=== Section Start ===

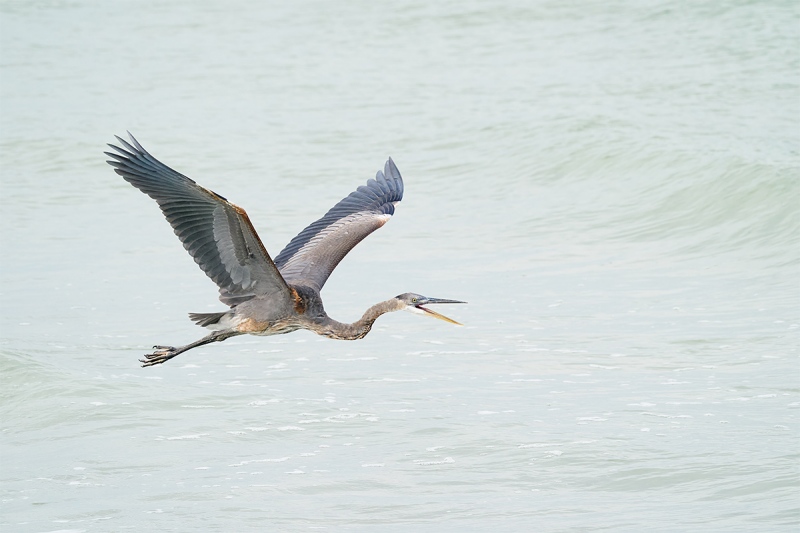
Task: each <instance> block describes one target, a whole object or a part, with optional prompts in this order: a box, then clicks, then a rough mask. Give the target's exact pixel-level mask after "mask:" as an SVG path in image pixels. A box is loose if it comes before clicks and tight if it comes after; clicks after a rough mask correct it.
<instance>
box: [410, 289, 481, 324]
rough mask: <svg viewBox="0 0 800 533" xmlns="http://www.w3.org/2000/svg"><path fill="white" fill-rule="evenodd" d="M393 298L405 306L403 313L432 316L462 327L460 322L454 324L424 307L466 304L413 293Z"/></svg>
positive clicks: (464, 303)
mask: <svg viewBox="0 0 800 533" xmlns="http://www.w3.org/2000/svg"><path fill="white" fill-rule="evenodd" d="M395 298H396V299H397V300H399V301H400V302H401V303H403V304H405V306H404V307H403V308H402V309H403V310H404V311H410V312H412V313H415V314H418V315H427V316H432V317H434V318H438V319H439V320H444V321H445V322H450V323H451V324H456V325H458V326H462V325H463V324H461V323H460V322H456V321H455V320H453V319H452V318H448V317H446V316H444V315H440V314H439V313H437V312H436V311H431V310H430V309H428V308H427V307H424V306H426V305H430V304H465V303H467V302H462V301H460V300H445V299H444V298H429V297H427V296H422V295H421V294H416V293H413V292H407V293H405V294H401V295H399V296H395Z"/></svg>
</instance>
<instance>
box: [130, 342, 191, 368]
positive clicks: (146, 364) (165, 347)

=== Section End ===

* **EXERCISE BRIEF**
Identify how many lines in the entries above contain the word "instance" and provide only that figure.

* **SOLUTION TO THE PROBLEM**
4